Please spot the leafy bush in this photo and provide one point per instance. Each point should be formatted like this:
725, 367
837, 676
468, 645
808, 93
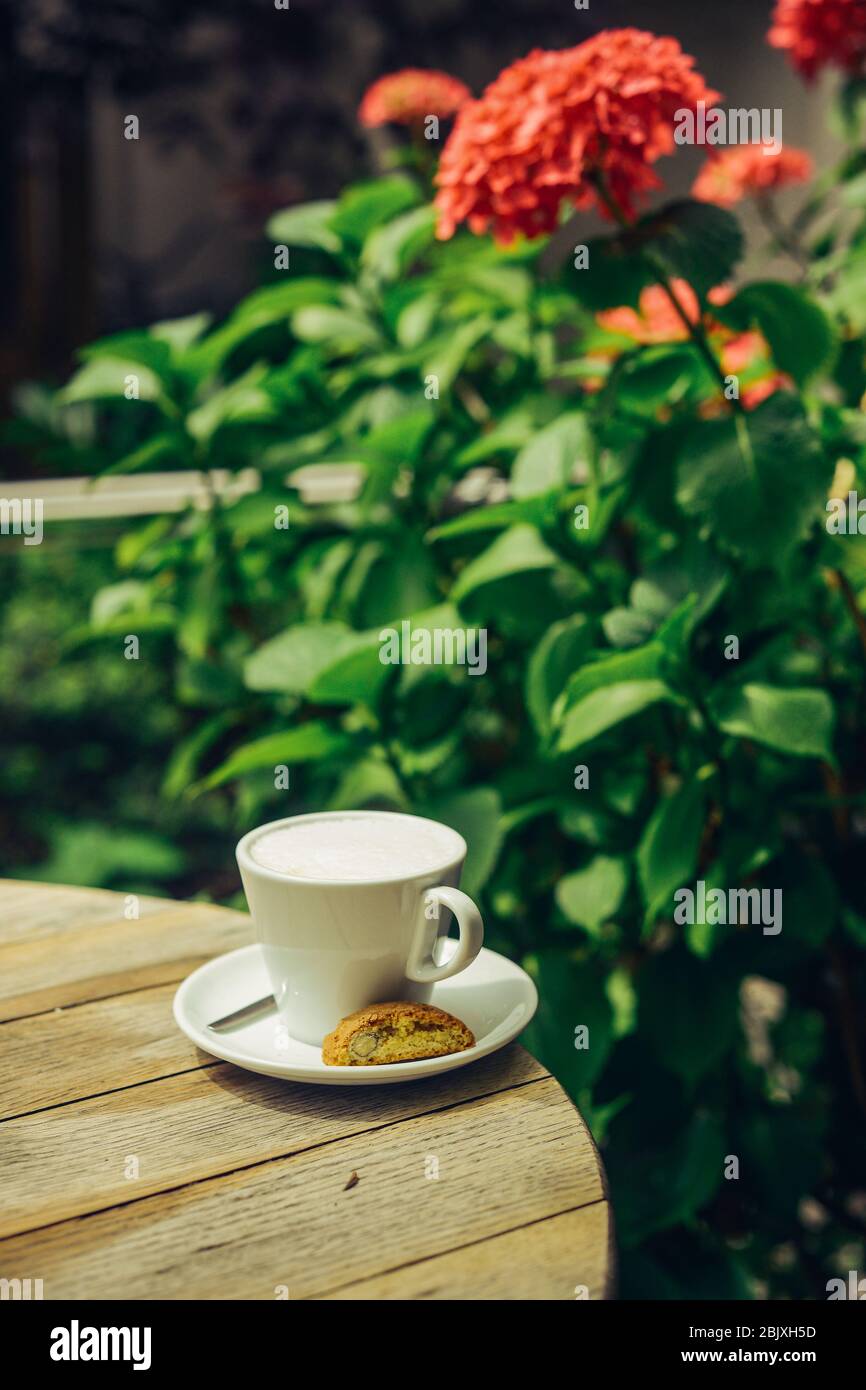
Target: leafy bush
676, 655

# # #

• _Task brief_: In the answer, the entries should be restated verbatim, with all pictures omitted.

• _Exercise output_:
Please spot the leafy bush in this photo and provide one point per instance. Each point should be formatted like this:
725, 367
837, 676
468, 645
808, 93
Target: leafy bush
676, 655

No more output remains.